**PROVIDED DATA**
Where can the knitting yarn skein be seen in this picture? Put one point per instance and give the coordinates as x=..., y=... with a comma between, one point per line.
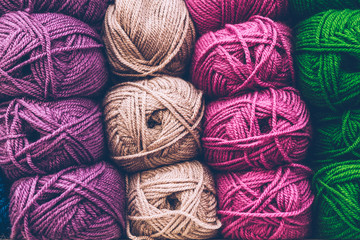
x=75, y=203
x=212, y=15
x=242, y=57
x=153, y=122
x=172, y=202
x=327, y=59
x=148, y=38
x=266, y=204
x=49, y=56
x=44, y=137
x=259, y=129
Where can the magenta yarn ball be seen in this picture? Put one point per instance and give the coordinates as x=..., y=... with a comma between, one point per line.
x=266, y=204
x=85, y=202
x=261, y=129
x=43, y=137
x=212, y=15
x=242, y=57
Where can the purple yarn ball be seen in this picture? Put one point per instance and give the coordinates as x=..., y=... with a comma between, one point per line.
x=49, y=56
x=43, y=137
x=85, y=202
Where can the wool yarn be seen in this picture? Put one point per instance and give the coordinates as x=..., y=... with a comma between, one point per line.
x=49, y=56
x=259, y=129
x=148, y=37
x=172, y=202
x=212, y=15
x=327, y=59
x=266, y=204
x=337, y=203
x=242, y=57
x=43, y=137
x=154, y=122
x=85, y=202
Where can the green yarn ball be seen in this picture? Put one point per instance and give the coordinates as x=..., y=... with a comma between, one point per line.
x=337, y=202
x=327, y=59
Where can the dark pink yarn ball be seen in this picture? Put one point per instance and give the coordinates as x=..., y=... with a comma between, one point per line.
x=44, y=137
x=266, y=204
x=212, y=15
x=251, y=55
x=85, y=202
x=258, y=129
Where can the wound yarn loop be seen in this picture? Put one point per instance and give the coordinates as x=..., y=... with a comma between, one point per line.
x=44, y=137
x=75, y=203
x=172, y=202
x=242, y=57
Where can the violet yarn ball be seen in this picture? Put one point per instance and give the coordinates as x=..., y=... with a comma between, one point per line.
x=242, y=57
x=44, y=137
x=256, y=130
x=266, y=204
x=49, y=56
x=85, y=202
x=212, y=15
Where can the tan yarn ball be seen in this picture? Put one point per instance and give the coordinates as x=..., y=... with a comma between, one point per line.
x=154, y=122
x=172, y=202
x=148, y=37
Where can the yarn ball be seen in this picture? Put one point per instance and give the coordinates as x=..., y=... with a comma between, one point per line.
x=242, y=57
x=337, y=202
x=148, y=38
x=266, y=204
x=44, y=137
x=75, y=203
x=212, y=15
x=260, y=129
x=154, y=122
x=49, y=56
x=328, y=59
x=172, y=202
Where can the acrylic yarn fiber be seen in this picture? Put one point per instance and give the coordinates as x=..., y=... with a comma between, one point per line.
x=43, y=137
x=148, y=37
x=327, y=59
x=49, y=56
x=212, y=15
x=251, y=55
x=258, y=129
x=266, y=204
x=337, y=200
x=172, y=202
x=154, y=122
x=75, y=203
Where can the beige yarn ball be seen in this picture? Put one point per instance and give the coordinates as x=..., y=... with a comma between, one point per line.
x=154, y=122
x=172, y=202
x=148, y=37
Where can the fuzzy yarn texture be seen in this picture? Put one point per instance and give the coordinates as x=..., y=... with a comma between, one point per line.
x=75, y=203
x=172, y=202
x=266, y=204
x=212, y=15
x=154, y=122
x=49, y=56
x=337, y=205
x=44, y=137
x=242, y=57
x=148, y=38
x=258, y=129
x=327, y=59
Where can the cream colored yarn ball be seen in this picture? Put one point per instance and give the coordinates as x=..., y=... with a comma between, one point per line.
x=172, y=202
x=154, y=122
x=148, y=37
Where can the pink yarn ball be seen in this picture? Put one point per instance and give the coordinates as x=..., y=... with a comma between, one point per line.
x=259, y=129
x=212, y=15
x=251, y=55
x=266, y=204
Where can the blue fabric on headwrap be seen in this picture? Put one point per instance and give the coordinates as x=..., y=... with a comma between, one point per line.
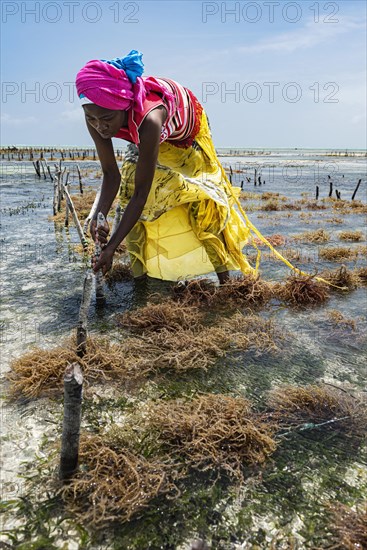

**WHAT YOU HAVE TO DO**
Return all the records exactly. Skip the pictures.

**EXPECTED ANSWER**
Where can the knitting yarn skein be seen in this picture? Put one point per instance and give the coordinates as x=..., y=... with a comma between, one point per line.
x=75, y=203
x=212, y=15
x=242, y=57
x=153, y=122
x=172, y=202
x=327, y=59
x=148, y=38
x=266, y=204
x=49, y=56
x=44, y=137
x=259, y=129
Where can the magenta yarn ball be seen in this picture? Put one point per instance and give the coordinates as x=..., y=... with a comma between, one point per line.
x=266, y=204
x=85, y=202
x=261, y=129
x=43, y=137
x=212, y=15
x=242, y=57
Where can the purple yarn ball be seen in this picture? Put one point per instance and give the coordinates as x=..., y=... with a comma between, one point per line.
x=49, y=56
x=43, y=137
x=85, y=202
Where can the wool yarn be seen in this picture? Put one point per instance and give the coordinates as x=..., y=... with a comma between, one point per line.
x=49, y=56
x=259, y=129
x=148, y=37
x=172, y=202
x=212, y=15
x=327, y=59
x=266, y=204
x=337, y=203
x=242, y=57
x=43, y=137
x=154, y=122
x=85, y=202
Where can the green yarn ball be seen in this picture? Put one point per instance and give the coordinates as x=..., y=... with a comma between, one point per line.
x=337, y=202
x=327, y=59
Where can the dark pink yarn ball be seen in this picture? Put one point per instance and give the coordinates as x=..., y=... with a comma between, one point per line.
x=44, y=137
x=266, y=204
x=212, y=15
x=251, y=55
x=85, y=202
x=258, y=129
Where can the wound yarn loop be seen in this picture? Put one point per instance and give the coordinates as x=..., y=... with a comma between, one point per line.
x=44, y=137
x=75, y=203
x=172, y=202
x=242, y=57
Where can the violet yarn ball be seen in this picture? Put one point per instance and give the coordinates as x=..., y=... with a comma between, one point per line.
x=242, y=57
x=44, y=137
x=256, y=130
x=266, y=204
x=49, y=56
x=85, y=202
x=212, y=15
Where can the tan yarn ball be seen in this picture? Put one point per instance and give the coordinates as x=..., y=... with a comma between, one point per line.
x=154, y=122
x=172, y=202
x=148, y=37
Where can the yarn ball be seen in this picture? Put one point per instance and give the coordinates as x=..., y=... with a comma between, one point per line.
x=242, y=57
x=337, y=202
x=148, y=38
x=266, y=204
x=44, y=137
x=75, y=203
x=212, y=15
x=260, y=129
x=154, y=122
x=49, y=56
x=328, y=59
x=172, y=202
Where can the acrylic yarn fiber be seen in this picture? Put one point per instance and give the coordinates as x=..., y=... with a comma between, one point per line.
x=43, y=137
x=148, y=37
x=327, y=59
x=49, y=56
x=212, y=15
x=251, y=55
x=258, y=129
x=266, y=204
x=337, y=200
x=172, y=202
x=154, y=122
x=75, y=203
Where can the beige yarn ball be seen in this picture? Put one point per instance and give the coordinates as x=..., y=... with a comma between, one point per line.
x=154, y=122
x=172, y=202
x=148, y=37
Where can the fuzzy yarn texture be seen in this picture? Put one point per instance and give the coordinates as x=..., y=... with a comma between, one point per line.
x=75, y=203
x=172, y=202
x=266, y=204
x=212, y=15
x=154, y=122
x=49, y=56
x=337, y=205
x=44, y=137
x=242, y=57
x=148, y=38
x=258, y=129
x=327, y=59
Where can the cream colored yarn ball be seen in this picture? Put one point per instance and give the coordinates as x=..., y=... with a comma between, one point per line.
x=172, y=202
x=154, y=122
x=148, y=37
Where can the pink yarn ball be seen in this picture? Put one point per instance and give the coordinates as x=..., y=... with a comma between, one point per line.
x=259, y=129
x=212, y=15
x=251, y=55
x=266, y=204
Where can the blue fabric on headwrap be seen in this picture? Put one point per instance and give the coordinates as x=..., y=... with a comma between, one point per line.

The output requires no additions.